### Task details
Reproduce every one of the rows below character for character, with no changes to wording, spacing, or line breaks.

### Labeled region rows
::::::

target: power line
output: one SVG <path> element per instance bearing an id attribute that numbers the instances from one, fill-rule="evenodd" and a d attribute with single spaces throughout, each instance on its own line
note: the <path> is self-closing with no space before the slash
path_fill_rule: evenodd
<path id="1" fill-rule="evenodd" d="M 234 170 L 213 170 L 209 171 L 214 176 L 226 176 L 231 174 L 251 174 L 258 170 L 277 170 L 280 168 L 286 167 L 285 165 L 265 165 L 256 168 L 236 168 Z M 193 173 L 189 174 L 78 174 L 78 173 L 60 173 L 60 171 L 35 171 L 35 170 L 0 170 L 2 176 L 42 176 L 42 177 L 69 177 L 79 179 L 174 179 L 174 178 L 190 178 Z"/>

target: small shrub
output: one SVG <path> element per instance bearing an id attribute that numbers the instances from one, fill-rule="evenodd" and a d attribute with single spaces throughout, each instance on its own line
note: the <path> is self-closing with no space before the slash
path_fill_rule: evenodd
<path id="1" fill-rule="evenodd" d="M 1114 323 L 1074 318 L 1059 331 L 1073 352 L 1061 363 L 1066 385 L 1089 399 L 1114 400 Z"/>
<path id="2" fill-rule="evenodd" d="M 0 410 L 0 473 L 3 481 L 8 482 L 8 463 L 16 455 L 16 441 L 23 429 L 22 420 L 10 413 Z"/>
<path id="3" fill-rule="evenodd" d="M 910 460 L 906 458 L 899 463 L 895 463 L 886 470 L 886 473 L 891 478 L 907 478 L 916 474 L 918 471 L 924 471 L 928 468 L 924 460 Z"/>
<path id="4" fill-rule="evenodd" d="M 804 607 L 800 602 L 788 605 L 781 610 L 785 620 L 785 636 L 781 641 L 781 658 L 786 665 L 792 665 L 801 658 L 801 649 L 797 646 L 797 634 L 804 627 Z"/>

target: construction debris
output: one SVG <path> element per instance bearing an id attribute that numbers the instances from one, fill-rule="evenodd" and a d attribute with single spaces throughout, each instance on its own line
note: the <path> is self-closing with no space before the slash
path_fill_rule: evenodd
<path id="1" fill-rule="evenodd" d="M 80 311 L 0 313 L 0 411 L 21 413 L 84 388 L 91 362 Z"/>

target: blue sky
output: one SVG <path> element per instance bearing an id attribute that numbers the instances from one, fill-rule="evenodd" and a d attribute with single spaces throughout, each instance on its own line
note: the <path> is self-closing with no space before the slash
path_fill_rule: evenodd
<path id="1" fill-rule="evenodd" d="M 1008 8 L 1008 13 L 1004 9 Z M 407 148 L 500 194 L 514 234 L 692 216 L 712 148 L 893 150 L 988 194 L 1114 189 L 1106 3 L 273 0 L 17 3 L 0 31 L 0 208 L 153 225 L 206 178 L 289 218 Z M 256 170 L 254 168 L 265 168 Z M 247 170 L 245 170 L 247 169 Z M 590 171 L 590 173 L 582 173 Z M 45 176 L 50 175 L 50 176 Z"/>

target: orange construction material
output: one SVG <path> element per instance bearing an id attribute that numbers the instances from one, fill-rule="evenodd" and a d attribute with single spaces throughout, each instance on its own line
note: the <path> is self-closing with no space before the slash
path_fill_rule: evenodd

::::::

### The completed task
target: power line
output: one SVG <path> element per instance bearing an id attribute that numbers the instances from one, fill-rule="evenodd" and a d attribute with single spaces throughout, each instance on its own line
note: the <path> is self-closing with no space before the slash
path_fill_rule: evenodd
<path id="1" fill-rule="evenodd" d="M 234 170 L 213 170 L 209 171 L 214 176 L 226 176 L 231 174 L 251 174 L 258 170 L 277 170 L 280 168 L 286 167 L 285 165 L 265 165 L 256 168 L 236 168 Z M 193 173 L 189 174 L 78 174 L 78 173 L 60 173 L 60 171 L 35 171 L 35 170 L 0 170 L 2 176 L 42 176 L 42 177 L 69 177 L 79 179 L 174 179 L 174 178 L 190 178 Z"/>

target: small shrub
output: one SVG <path> element per instance bearing an id attribute that numbers the instances from one, fill-rule="evenodd" and a d attribute with single spaces throughout, each instance on its own line
note: the <path> is self-closing with no space before the slash
path_fill_rule: evenodd
<path id="1" fill-rule="evenodd" d="M 1114 323 L 1074 318 L 1059 331 L 1073 352 L 1061 363 L 1066 385 L 1089 399 L 1114 400 Z"/>
<path id="2" fill-rule="evenodd" d="M 0 410 L 0 473 L 3 481 L 8 482 L 8 463 L 16 455 L 16 441 L 23 429 L 22 420 L 10 413 Z"/>
<path id="3" fill-rule="evenodd" d="M 910 460 L 906 458 L 899 463 L 895 463 L 886 470 L 886 473 L 891 478 L 907 478 L 916 474 L 918 471 L 924 471 L 928 468 L 924 460 Z"/>
<path id="4" fill-rule="evenodd" d="M 804 607 L 800 602 L 788 605 L 781 610 L 785 620 L 785 636 L 781 641 L 781 658 L 786 665 L 792 665 L 801 658 L 801 649 L 797 646 L 797 634 L 804 627 Z"/>

target: construction debris
output: one SVG <path> element per instance bearing an id attribute that numbers the instances from one, fill-rule="evenodd" and a d attribute with single spaces throughout, each instance on its own line
note: the <path> is self-closing with no space before the slash
path_fill_rule: evenodd
<path id="1" fill-rule="evenodd" d="M 80 311 L 0 313 L 0 411 L 21 413 L 84 388 L 91 362 Z"/>

target: blue sky
output: one SVG <path> element per instance bearing an id attribute that numbers the instances from one, fill-rule="evenodd" and a d attribute with single spaces throughout, each instance on its own line
note: the <path> is self-closing with no space before the slash
path_fill_rule: evenodd
<path id="1" fill-rule="evenodd" d="M 1008 8 L 1008 13 L 1004 9 Z M 407 148 L 500 194 L 514 234 L 692 216 L 712 148 L 893 150 L 988 194 L 1114 189 L 1106 3 L 273 0 L 17 3 L 0 31 L 0 208 L 153 225 L 206 178 L 289 218 Z M 256 170 L 254 168 L 265 168 Z M 247 170 L 245 170 L 247 169 Z M 590 171 L 590 173 L 582 173 Z M 45 176 L 50 175 L 50 176 Z"/>

target: orange construction material
output: one SVG <path> element per instance bearing an id attribute that numbers the instances from one, fill-rule="evenodd" and a d attribute with single spaces throughout, each instance on its own line
note: the <path> is self-closing with no space before the slash
path_fill_rule: evenodd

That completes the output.